Collected data entries:
━━━━━━━━━━━━━━━━━━━━━━━━━━━━━━

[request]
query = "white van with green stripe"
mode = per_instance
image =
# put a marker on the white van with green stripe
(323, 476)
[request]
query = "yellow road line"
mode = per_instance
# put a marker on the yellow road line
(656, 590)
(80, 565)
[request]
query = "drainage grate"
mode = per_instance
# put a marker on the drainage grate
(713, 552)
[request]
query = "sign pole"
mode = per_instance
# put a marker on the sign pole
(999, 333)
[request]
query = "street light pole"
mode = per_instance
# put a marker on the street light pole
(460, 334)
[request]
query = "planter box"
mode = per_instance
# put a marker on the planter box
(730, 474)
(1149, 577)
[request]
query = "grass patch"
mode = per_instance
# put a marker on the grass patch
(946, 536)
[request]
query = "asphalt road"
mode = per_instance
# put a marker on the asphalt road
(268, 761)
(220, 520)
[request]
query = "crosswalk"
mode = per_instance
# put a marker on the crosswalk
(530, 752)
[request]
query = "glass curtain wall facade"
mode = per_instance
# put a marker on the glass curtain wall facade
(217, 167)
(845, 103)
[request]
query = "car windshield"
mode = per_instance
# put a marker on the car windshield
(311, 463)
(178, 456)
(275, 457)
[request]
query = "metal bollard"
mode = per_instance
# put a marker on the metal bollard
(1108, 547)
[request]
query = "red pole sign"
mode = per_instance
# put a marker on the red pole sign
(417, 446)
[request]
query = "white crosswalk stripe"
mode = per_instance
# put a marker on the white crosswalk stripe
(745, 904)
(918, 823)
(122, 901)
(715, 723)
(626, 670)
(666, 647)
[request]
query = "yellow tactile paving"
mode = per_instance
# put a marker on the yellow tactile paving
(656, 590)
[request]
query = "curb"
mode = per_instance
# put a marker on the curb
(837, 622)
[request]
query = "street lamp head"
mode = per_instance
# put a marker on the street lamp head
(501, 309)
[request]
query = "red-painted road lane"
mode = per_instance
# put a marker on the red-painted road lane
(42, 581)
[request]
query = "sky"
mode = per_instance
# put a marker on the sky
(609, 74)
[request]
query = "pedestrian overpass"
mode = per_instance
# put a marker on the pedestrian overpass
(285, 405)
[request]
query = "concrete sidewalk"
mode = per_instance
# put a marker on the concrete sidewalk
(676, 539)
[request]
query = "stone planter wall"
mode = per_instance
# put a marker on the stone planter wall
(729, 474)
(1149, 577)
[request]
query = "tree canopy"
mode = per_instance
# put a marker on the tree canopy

━━━━━━━━━━━━━━━━━━━━━━━━━━━━━━

Return all of the entries word for word.

[request]
query = "white van with green stripe"
mode = per_instance
image =
# put a marker on the white van with green stripe
(323, 476)
[request]
query = "yellow road line"
mode = per_instance
# put a marker on the yellow road line
(656, 590)
(80, 565)
[request]
query = "drainage grate"
mode = per_instance
# put a marker on the drainage grate
(713, 552)
[request]
query = "sign pole"
mode = per_instance
# put a marker on the sign pole
(999, 333)
[request]
query = "street light pole"
mode = per_instance
# put a marker on the street light pole
(460, 334)
[request]
query = "planter box"
mode = per_instance
# put a marker on the planter box
(730, 474)
(1149, 577)
[request]
query = "grass patch"
mode = per_instance
# put a marker on the grass patch
(946, 536)
[request]
query = "asphalt road"
mode = per_instance
# put a marker on the asphalt road
(268, 761)
(220, 520)
[request]
query = "crosswalk"
mode = per_instance
# put a marker on the crosswalk
(530, 752)
[request]
query = "glass curtain wall facade"
mode = per_instance
# put a marker on the glass curtain wall facade
(217, 167)
(845, 103)
[request]
query = "car windshield"
mode = per_instance
# put a marker on the car windshield
(311, 463)
(178, 456)
(275, 457)
[request]
query = "metal bollard"
mode = per_instance
# put a marker on the metal bollard
(1108, 547)
[request]
query = "red pole sign"
mode = per_instance
# put a marker on the red pole sign
(417, 446)
[request]
query = "white crosswalk stripe"
mode = per_instance
# put a marker on the white crosswalk stripe
(745, 904)
(918, 823)
(122, 901)
(715, 723)
(626, 670)
(666, 647)
[request]
query = "yellow tactile paving"
mode = per_instance
# put a marker on the yellow tactile paving
(656, 590)
[request]
query = "curb"
mode = per_instance
# put a marker on the curb
(837, 622)
[request]
query = "street lamp head"
mode = per_instance
# put a marker on the street lamp head
(501, 309)
[request]
query = "red-painted road lane"
mode = per_instance
# put a marker on the red-painted road lane
(42, 581)
[request]
query = "sky"
mode = per_instance
# put a marker on the sky
(609, 74)
[request]
query = "pedestrian overpass"
mode = per_instance
# put a marker on the pedestrian overpass
(285, 405)
[request]
query = "concrete sidewalk"
mode = per_instance
# put a marker on the concrete sidewalk
(676, 539)
[request]
query = "stone planter wall"
mode = per_instance
# put a marker on the stone planter wall
(729, 474)
(1149, 577)
[request]
query = "tree canopy"
mode = per_instance
# put a marker on the tree canopy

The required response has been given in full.